--- Information supplied ---
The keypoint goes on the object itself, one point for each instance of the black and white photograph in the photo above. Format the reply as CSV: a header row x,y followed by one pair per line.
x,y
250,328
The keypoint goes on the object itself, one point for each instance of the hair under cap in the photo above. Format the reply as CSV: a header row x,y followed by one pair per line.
---
--- Information supplied ---
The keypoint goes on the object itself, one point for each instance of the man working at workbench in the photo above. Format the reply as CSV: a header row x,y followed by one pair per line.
---
--- Information supplied ---
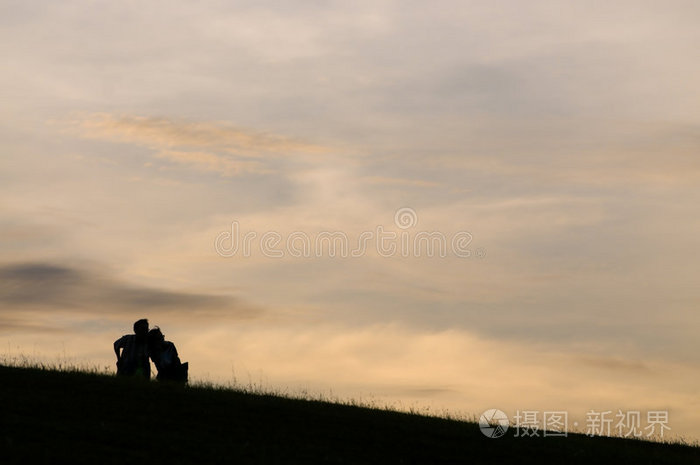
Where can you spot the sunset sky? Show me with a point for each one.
---
Starting at the line that contains "of the black" and stopping after the line that contains "of the hair", write out every line exactly as it appears above, and no other line.

Reply to the exercise:
The keypoint goes on the object itself, one point for each instance of the black and white photograph in the photo above. Format the reply as CSV: a header row x,y followed by one pair per line.
x,y
250,328
The keypoint goes on the object itself, one point for each instance of the hair under cap in the photo above. Format the reply as CSV: a header row x,y followed by one pair per line.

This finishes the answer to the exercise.